##### Okunacak metin #####

• izledim
    • izlemek istiyorum
  • youreads puanı (9.00)
düşman - zeki ökten
"ismail" (aytaç arman) belli bir işi olmayan ve ailesinin karnını doyurmak için her işte çalışan yoksul bir kenar mahâllelidir. gelişen modern emperyalizmle birlikte ismail gibi istemeye istemeye, korka korka para kazananların yanında ismail'in karısı gibi bu duruma kananlar da vardır. işte bu mahallede sömürü kaynaklı yanlışların, ahlaksızlıkların görmezden gelinmesinin bu yanlışları bir virüs gibi nasıl herkese bulaştırdığı yılmaz güney'in bakışıyla, ökten'in yansıtışıyla anlatılmıştır.


  1. maalesef pek bilinmeyen bir film. hoş, benim de yakın zamanda haberim oldu ama benim gibi eski filmleri kurcalayan kaç tane adam vardır, varsa bile bunlardan kaç tanesi denk gelir, bilinmez. pek umutlu da değilim doğrusu. bay dı vey, kendime değer atfetmiyor, ooo çok entel adamım demiyorum. diyorsam senin gibi olayım sayın sözlükçü. neyse ne diyorduk?

    niye bilinmiyor, ona kafayı taktım ben. oyuncu kadrosuna baksan, aytaç arman var, macit koper var, güngör bayrak var, her ne kadar kısa rolleri olsa da şevket altuğ ve kamil sönmez var.

    yönetmen zeki ökten. müzikler arif sağ'ın elinden çıkma. nihat behram da katkıda bulunmuş projeye. en önemlisi senaryo yazarı yılmaz güney. yetmez mi? dahası var.

##### Verilen kayıtlar #####

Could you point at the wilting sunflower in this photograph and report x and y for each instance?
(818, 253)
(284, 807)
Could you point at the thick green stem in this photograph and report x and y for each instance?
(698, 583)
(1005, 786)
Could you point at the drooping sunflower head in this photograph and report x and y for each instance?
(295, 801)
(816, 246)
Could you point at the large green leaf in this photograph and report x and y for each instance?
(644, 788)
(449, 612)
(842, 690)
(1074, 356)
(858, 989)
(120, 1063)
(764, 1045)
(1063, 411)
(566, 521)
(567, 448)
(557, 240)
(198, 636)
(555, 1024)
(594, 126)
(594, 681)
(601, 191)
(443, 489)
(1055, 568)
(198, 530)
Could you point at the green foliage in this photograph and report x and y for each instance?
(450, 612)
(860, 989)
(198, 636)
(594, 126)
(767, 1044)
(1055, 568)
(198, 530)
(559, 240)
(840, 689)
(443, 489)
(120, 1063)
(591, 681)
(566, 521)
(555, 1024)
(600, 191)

#####

Yapılacak işler ::
(A) Düşman filmini anlatan metni baştan sona, hiçbir değişiklik yapmadan alıntılayın.
(B) Yukarıdaki kayıtların bütün satırlarını, hiçbir şeyi değiştirmeden yazdırın.

Çözümler aşağıda ::
(A)
• izledim
    • izlemek istiyorum
  • youreads puanı (9.00)
düşman - zeki ökten
"ismail" (aytaç arman) belli bir işi olmayan ve ailesinin karnını doyurmak için her işte çalışan yoksul bir kenar mahâllelidir. gelişen modern emperyalizmle birlikte ismail gibi istemeye istemeye, korka korka para kazananların yanında ismail'in karısı gibi bu duruma kananlar da vardır. işte bu mahallede sömürü kaynaklı yanlışların, ahlaksızlıkların görmezden gelinmesinin bu yanlışları bir virüs gibi nasıl herkese bulaştırdığı yılmaz güney'in bakışıyla, ökten'in yansıtışıyla anlatılmıştır.


  1. maalesef pek bilinmeyen bir film. hoş, benim de yakın zamanda haberim oldu ama benim gibi eski filmleri kurcalayan kaç tane adam vardır, varsa bile bunlardan kaç tanesi denk gelir, bilinmez. pek umutlu da değilim doğrusu. bay dı vey, kendime değer atfetmiyor, ooo çok entel adamım demiyorum. diyorsam senin gibi olayım sayın sözlükçü. neyse ne diyorduk?

    niye bilinmiyor, ona kafayı taktım ben. oyuncu kadrosuna baksan, aytaç arman var, macit koper var, güngör bayrak var, her ne kadar kısa rolleri olsa da şevket altuğ ve kamil sönmez var.

    yönetmen zeki ökten. müzikler arif sağ'ın elinden çıkma. nihat behram da katkıda bulunmuş projeye. en önemlisi senaryo yazarı yılmaz güney. yetmez mi? dahası var.

(B)
Could you point at the wilting sunflower in this photograph and report x and y for each instance?
(818, 253)
(284, 807)
Could you point at the thick green stem in this photograph and report x and y for each instance?
(698, 583)
(1005, 786)
Could you point at the drooping sunflower head in this photograph and report x and y for each instance?
(295, 801)
(816, 246)
Could you point at the large green leaf in this photograph and report x and y for each instance?
(644, 788)
(449, 612)
(842, 690)
(1074, 356)
(858, 989)
(120, 1063)
(764, 1045)
(1063, 411)
(566, 521)
(567, 448)
(557, 240)
(198, 636)
(555, 1024)
(594, 126)
(594, 681)
(601, 191)
(443, 489)
(1055, 568)
(198, 530)
Could you point at the green foliage in this photograph and report x and y for each instance?
(450, 612)
(860, 989)
(198, 636)
(594, 126)
(767, 1044)
(1055, 568)
(198, 530)
(559, 240)
(840, 689)
(443, 489)
(120, 1063)
(591, 681)
(566, 521)
(555, 1024)
(600, 191)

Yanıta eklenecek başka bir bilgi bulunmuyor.